- **TEXTE EXTRAIT**
════════════════

Prise en charge de l’hépatite C

Publié le 20 Nov 2024 à 13:44
Article paru dans la revue « AFIHGE - Le journal des Jeunes gastro » / JJg N°5

Synthèse des recommandations de la HAS, l'ANRS | MIE et le CNS, publiée en octobre 2023 et actualisées en 2024

Présentations cliniques

Hépatite aiguë C Séroconversion récente anti-VHC (qui doit être bien documentée), cytolyse supérieure à 10N et/ou ictère, absence d'autre étiologie évidente, facteurs de risque (ou alors PCR VHC positive dans un contexte d'hépatite aiguë).

Hépatite chronique C

Sérologie anti-VHC et ARN VHC pendant supérieure à 6 mois ou absence d'arguments pour une infection récente.

Rechute virologique Détection d'ARN VHC 12-24 semaines après la fin du traitement.

Réinfection virale C

Réapparition de l'ARN VHC 12-24 semaines après la réponse virologique soutenue RVS ou clairance spontanée du virus, si les facteurs de risque sont poursuivis et si possible en prouvant que l'infection est due à un génotype différent ou une souche phylogéniquement éloignée.

════════════════

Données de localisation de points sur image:
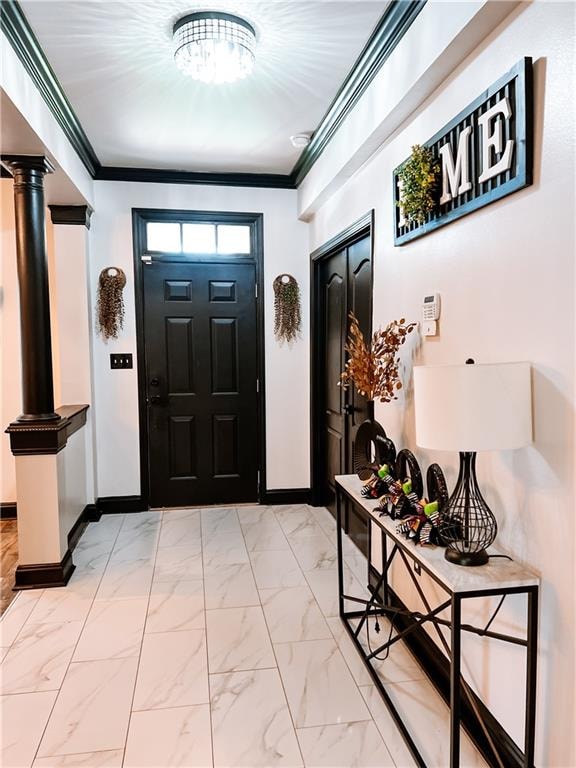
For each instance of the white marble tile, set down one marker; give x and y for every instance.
(224, 549)
(38, 659)
(24, 717)
(341, 746)
(69, 603)
(255, 515)
(388, 730)
(324, 584)
(92, 555)
(106, 529)
(417, 702)
(231, 586)
(313, 552)
(175, 606)
(177, 563)
(92, 709)
(238, 639)
(251, 725)
(349, 652)
(265, 536)
(297, 521)
(142, 522)
(326, 521)
(15, 616)
(276, 569)
(358, 564)
(113, 630)
(216, 520)
(166, 738)
(292, 614)
(136, 545)
(173, 671)
(398, 665)
(181, 528)
(110, 759)
(127, 579)
(318, 684)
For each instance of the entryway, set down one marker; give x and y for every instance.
(200, 356)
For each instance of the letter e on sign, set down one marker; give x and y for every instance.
(491, 137)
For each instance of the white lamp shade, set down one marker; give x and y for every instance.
(476, 407)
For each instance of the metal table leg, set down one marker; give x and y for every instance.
(455, 683)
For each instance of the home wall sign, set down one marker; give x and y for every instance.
(484, 153)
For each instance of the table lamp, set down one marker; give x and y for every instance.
(470, 408)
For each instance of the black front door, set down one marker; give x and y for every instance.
(200, 336)
(345, 285)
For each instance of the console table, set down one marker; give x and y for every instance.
(500, 577)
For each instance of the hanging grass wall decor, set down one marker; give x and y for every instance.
(287, 313)
(110, 319)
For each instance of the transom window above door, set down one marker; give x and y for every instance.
(197, 237)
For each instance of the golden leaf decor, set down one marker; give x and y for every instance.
(374, 369)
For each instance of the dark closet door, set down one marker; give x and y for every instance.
(201, 366)
(345, 285)
(333, 277)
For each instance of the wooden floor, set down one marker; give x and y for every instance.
(8, 561)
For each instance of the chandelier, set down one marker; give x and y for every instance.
(214, 47)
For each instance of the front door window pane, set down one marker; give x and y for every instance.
(163, 236)
(233, 238)
(199, 238)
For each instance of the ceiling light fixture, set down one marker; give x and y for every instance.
(214, 47)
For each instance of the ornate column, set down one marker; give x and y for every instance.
(37, 381)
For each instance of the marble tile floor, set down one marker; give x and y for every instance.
(204, 638)
(8, 561)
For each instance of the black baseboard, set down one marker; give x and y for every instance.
(88, 515)
(44, 574)
(7, 510)
(437, 668)
(286, 496)
(113, 505)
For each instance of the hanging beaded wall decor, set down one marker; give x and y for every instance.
(287, 312)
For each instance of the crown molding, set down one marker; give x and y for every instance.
(15, 26)
(390, 30)
(157, 175)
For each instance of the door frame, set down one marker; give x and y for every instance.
(358, 230)
(140, 217)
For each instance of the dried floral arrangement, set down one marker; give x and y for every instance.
(110, 319)
(418, 180)
(373, 369)
(287, 312)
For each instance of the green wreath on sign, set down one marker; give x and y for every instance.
(418, 179)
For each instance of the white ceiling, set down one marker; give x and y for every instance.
(114, 61)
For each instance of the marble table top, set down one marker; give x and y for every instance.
(498, 573)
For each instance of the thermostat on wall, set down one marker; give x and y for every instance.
(430, 313)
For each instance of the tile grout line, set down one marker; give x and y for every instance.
(206, 635)
(78, 640)
(139, 657)
(270, 638)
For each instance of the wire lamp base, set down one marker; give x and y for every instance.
(469, 526)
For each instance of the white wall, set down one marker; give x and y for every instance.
(506, 279)
(287, 369)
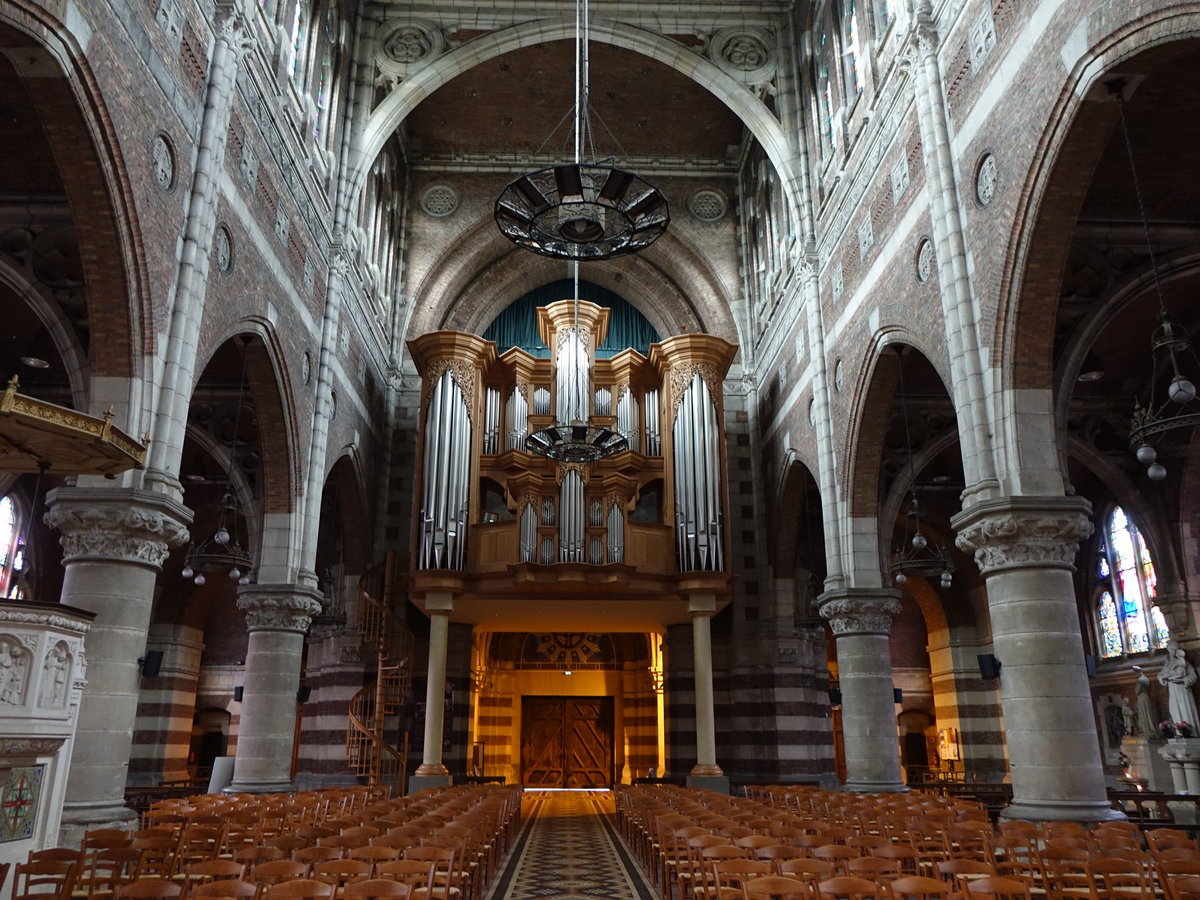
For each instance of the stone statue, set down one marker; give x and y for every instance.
(1147, 718)
(1179, 676)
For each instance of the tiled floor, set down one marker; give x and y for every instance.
(569, 850)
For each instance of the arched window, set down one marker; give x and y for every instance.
(852, 51)
(1127, 619)
(822, 77)
(12, 552)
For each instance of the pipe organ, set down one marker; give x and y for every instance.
(645, 525)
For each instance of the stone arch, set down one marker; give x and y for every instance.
(478, 276)
(76, 121)
(737, 96)
(1057, 180)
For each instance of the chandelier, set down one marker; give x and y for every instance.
(916, 556)
(582, 210)
(1165, 412)
(223, 550)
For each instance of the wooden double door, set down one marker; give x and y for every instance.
(567, 742)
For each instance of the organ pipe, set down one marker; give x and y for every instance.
(697, 480)
(445, 483)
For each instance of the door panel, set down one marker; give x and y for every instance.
(567, 742)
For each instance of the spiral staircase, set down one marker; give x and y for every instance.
(370, 750)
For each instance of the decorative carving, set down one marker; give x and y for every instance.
(745, 52)
(289, 611)
(861, 615)
(113, 532)
(1042, 532)
(29, 747)
(407, 46)
(55, 677)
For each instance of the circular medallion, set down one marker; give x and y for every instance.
(222, 249)
(707, 205)
(439, 201)
(745, 52)
(162, 162)
(925, 261)
(987, 175)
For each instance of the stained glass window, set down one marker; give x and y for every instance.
(1127, 618)
(12, 555)
(852, 51)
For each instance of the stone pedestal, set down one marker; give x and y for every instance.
(1025, 547)
(277, 616)
(42, 676)
(861, 619)
(114, 541)
(432, 772)
(1183, 756)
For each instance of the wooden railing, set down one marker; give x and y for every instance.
(369, 750)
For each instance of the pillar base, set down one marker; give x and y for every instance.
(711, 783)
(862, 786)
(261, 787)
(1065, 811)
(421, 783)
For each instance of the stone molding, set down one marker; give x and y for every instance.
(859, 611)
(279, 607)
(120, 526)
(1024, 532)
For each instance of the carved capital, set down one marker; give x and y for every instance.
(859, 611)
(279, 607)
(1024, 532)
(117, 525)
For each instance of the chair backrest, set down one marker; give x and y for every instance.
(850, 888)
(43, 877)
(999, 888)
(223, 889)
(300, 889)
(378, 889)
(149, 889)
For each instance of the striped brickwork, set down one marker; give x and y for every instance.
(162, 730)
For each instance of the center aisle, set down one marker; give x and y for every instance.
(569, 850)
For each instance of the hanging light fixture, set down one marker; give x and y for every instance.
(225, 551)
(1171, 352)
(917, 556)
(582, 210)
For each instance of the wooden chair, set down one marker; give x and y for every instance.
(775, 887)
(45, 879)
(276, 871)
(300, 889)
(850, 888)
(918, 887)
(223, 889)
(999, 888)
(149, 889)
(378, 889)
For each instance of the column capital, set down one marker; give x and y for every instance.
(279, 607)
(1024, 532)
(117, 525)
(859, 611)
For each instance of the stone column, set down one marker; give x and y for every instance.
(114, 541)
(277, 616)
(861, 621)
(1025, 547)
(432, 772)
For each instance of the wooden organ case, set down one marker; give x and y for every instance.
(527, 543)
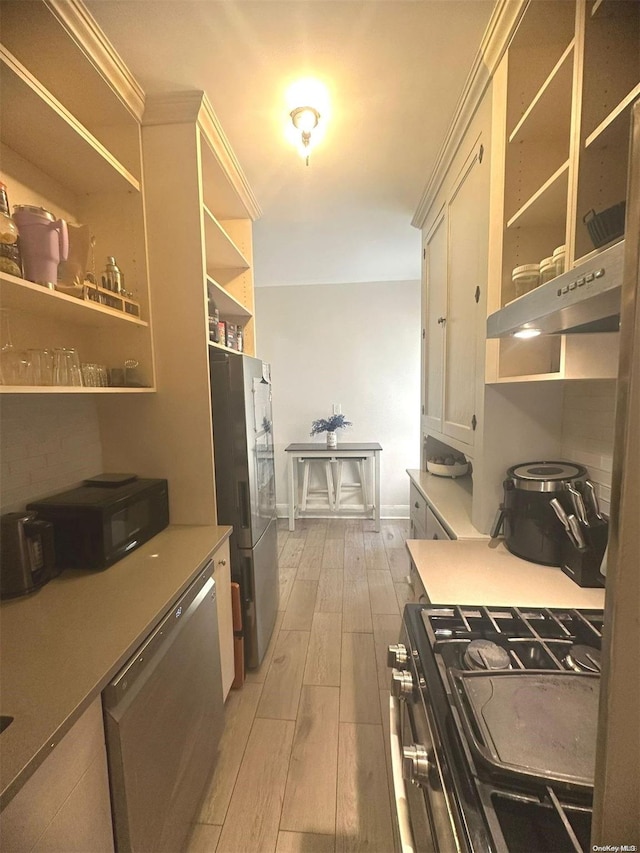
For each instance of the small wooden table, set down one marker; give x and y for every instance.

════════════════

- **ÉNONCÉ DU PROBLÈME**
Rédigez la suite de la synthèse sur la prise en charge de l'hépatite C, à partir de sa dernière phrase.

- **RÉPONSE**
En pratique :

• Dépistage : sérologie VHC et si positive : ARN VHC.

• Si sérologie positive mais ARN négative : refaire ARN à 12-24 semaines pour confirmer la guérison.

• Si suspicion d'infection récente : faire à la fois sérologie et ARN.

Indications du traitement

Qui traiter ? Tout patient ayant une hépatite C aiguë ou chronique.

Traitement urgent/ rapide

• Risque de maladie hépatique d'évolution rapide : fibrose F2, F3 ou F4 ;  récidive virale après transplantation hépatique ; transplantation d'organe solide non hépatique ou de moelle ; co-infection VHB / VIH ; diabète.

• Manifestations extra-hépatiques : cryoglobulinémie, néphropathie liée au VHC, lymphome B non hodgkinien.

• Haut risque de transmission : drogues IV, HSH avec pratiques sexuelles à risque, femmes en âge de procréer, patients en hémodialyse, prisonniers.

Ne pas traiter

• Espérance de vie limitée par des comorbidités non hépatiques.

• Femmes enceintes.

Bilan pré-thérapeutique

• Évaluer la sévérité et d'autres facteurs de risque de maladie hépatique (alcool, syndrome métabolique).

• Sérologies VHA (IgG), VHB et VIH.

• Vacciner contre le VHA et le VHB les personnes non immunisées.

• Créatinine, DFGe (CKD-EPI).

• ECG (avis d'expert).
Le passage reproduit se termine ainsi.